Exercise materials Block Start

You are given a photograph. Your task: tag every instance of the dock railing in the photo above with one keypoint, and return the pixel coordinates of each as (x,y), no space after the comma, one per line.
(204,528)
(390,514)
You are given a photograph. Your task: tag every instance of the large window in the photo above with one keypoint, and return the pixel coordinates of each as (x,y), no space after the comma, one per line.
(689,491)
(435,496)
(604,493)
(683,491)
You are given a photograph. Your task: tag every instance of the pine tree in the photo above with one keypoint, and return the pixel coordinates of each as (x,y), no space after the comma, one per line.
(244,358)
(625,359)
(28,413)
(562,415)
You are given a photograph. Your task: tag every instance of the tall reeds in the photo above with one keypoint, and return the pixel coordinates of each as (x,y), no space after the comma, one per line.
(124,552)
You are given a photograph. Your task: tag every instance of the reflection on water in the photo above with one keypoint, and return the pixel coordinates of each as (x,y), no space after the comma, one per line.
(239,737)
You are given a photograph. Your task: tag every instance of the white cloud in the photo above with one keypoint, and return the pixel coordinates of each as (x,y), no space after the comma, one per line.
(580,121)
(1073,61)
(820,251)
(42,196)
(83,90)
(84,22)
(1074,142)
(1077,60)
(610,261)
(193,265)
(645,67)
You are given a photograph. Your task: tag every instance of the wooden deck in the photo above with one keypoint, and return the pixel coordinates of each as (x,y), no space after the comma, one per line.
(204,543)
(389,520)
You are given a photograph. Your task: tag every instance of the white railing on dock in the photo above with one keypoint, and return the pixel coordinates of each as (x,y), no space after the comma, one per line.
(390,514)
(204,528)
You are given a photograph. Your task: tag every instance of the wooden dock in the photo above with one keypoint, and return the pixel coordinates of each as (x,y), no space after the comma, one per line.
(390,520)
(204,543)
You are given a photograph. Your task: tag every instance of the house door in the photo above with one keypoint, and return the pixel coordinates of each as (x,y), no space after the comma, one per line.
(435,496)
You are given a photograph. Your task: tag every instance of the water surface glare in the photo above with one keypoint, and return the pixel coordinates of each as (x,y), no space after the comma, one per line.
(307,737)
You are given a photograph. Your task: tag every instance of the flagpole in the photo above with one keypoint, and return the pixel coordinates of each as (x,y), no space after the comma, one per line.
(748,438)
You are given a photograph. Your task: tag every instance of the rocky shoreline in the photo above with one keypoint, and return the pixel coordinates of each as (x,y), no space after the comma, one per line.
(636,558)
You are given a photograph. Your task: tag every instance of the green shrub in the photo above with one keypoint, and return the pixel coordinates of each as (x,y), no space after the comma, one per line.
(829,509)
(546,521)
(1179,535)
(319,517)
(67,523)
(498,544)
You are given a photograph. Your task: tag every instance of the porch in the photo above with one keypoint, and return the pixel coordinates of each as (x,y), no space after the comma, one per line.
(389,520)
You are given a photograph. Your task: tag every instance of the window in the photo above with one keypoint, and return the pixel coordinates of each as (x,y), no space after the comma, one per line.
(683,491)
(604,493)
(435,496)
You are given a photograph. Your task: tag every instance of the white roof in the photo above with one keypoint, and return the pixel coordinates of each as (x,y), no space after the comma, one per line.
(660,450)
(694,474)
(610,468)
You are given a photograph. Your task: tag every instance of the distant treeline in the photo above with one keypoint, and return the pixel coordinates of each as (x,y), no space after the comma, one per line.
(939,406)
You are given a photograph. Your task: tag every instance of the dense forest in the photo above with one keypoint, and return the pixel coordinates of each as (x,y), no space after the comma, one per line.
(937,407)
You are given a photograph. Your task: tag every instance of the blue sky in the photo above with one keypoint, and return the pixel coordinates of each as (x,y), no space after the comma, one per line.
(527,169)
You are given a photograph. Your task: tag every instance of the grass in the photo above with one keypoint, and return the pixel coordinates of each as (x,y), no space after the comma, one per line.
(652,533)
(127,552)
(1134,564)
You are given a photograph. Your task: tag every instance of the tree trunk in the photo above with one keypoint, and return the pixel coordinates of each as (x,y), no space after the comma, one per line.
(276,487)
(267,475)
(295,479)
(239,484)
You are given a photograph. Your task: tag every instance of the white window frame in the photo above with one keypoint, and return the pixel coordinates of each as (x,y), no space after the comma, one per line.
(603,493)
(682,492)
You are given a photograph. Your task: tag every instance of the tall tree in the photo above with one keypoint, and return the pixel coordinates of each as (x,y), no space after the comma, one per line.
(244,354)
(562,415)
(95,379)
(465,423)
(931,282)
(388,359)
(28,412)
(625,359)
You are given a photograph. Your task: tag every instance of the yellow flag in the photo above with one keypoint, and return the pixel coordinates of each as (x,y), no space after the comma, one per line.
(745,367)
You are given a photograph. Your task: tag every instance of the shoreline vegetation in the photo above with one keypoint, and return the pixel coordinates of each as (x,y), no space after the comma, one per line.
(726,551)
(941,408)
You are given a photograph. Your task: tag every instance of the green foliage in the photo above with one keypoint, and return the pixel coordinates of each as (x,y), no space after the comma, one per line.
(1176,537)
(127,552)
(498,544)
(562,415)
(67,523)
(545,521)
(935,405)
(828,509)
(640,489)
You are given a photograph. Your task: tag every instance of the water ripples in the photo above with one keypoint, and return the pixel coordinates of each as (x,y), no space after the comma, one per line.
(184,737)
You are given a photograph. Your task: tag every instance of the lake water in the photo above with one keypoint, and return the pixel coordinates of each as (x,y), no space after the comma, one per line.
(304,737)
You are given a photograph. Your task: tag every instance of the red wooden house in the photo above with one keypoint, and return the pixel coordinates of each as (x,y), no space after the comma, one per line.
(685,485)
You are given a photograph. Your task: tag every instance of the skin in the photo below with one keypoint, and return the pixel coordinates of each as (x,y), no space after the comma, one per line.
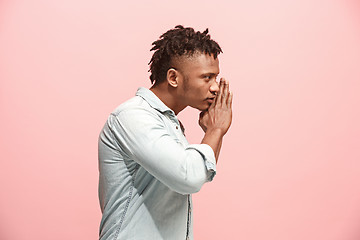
(192,82)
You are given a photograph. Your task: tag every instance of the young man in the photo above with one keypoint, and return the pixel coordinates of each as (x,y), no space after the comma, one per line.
(148,170)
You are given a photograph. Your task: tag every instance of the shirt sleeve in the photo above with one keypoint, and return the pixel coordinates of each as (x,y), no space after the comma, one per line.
(143,136)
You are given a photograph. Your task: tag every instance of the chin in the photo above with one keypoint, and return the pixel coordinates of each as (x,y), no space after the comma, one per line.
(202,108)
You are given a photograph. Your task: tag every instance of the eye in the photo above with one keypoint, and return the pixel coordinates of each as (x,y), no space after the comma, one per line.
(207,77)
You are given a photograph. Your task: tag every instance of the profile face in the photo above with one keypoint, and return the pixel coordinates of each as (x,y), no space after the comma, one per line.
(198,86)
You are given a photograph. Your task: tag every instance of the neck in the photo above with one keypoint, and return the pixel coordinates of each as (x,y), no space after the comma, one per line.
(167,95)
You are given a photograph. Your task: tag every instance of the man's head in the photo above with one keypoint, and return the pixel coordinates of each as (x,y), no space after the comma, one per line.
(178,43)
(186,61)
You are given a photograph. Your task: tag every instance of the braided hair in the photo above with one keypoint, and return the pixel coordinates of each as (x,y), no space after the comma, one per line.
(178,42)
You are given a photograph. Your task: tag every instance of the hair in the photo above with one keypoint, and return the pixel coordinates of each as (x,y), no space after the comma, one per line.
(175,43)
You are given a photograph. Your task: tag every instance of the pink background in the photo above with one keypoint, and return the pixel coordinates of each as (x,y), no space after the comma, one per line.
(290,164)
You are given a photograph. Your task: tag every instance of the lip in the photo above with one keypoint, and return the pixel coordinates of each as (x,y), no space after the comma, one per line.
(210,100)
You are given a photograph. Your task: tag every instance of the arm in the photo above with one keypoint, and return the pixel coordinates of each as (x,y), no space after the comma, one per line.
(144,138)
(217,119)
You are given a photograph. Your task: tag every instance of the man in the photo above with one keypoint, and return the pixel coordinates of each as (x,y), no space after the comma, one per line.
(148,170)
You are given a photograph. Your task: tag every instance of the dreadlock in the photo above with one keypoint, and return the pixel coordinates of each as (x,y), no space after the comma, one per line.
(178,42)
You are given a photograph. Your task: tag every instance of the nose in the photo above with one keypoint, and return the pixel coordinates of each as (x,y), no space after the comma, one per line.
(214,88)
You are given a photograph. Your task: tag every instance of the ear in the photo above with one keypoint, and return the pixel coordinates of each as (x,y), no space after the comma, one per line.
(172,77)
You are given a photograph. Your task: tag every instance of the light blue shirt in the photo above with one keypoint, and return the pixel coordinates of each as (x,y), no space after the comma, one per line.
(148,171)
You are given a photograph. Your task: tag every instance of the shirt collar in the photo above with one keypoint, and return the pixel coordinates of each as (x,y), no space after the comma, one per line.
(153,100)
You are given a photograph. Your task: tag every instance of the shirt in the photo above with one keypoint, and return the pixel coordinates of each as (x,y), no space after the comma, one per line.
(148,171)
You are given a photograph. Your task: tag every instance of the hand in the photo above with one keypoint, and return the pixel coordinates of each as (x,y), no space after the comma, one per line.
(219,114)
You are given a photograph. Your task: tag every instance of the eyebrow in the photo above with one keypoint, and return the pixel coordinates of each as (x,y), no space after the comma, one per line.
(210,73)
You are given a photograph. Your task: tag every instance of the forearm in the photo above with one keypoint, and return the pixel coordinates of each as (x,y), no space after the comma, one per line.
(214,139)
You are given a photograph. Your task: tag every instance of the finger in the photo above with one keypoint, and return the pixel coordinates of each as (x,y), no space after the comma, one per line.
(225,92)
(219,95)
(229,100)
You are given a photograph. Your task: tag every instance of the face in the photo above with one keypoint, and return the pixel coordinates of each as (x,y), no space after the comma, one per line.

Exercise materials Block End

** Problem requirements **
Once the line with "of the eyebrow" is found, write out that line and every one after it through the last line of the records, exactly and with nothing else.

** Completed task **
You are given a photograph. Your task: tag every instance of the eyebrow in the photo above with one keypoint, and return the pixel coordinates of each as (x,y), no space after the comma, one per line.
(210,73)
You are given a photograph. Your task: tag every instance of the forearm in the photo above with one keypoint, and return the pixel coordinates of each as (x,y), no space after the comma, one per line.
(214,139)
You are given a photograph. Your task: tag every instance of the finger in the photo above with one keypoint, and return the pixel coordinates of each as (x,y), no space after the comma, one per line.
(225,92)
(219,95)
(229,100)
You are given a photograph. Your task: tag every instance of the face in the photo above with one keypoint, and return the pixel coordinates of each as (x,y), no space after the comma, one per line.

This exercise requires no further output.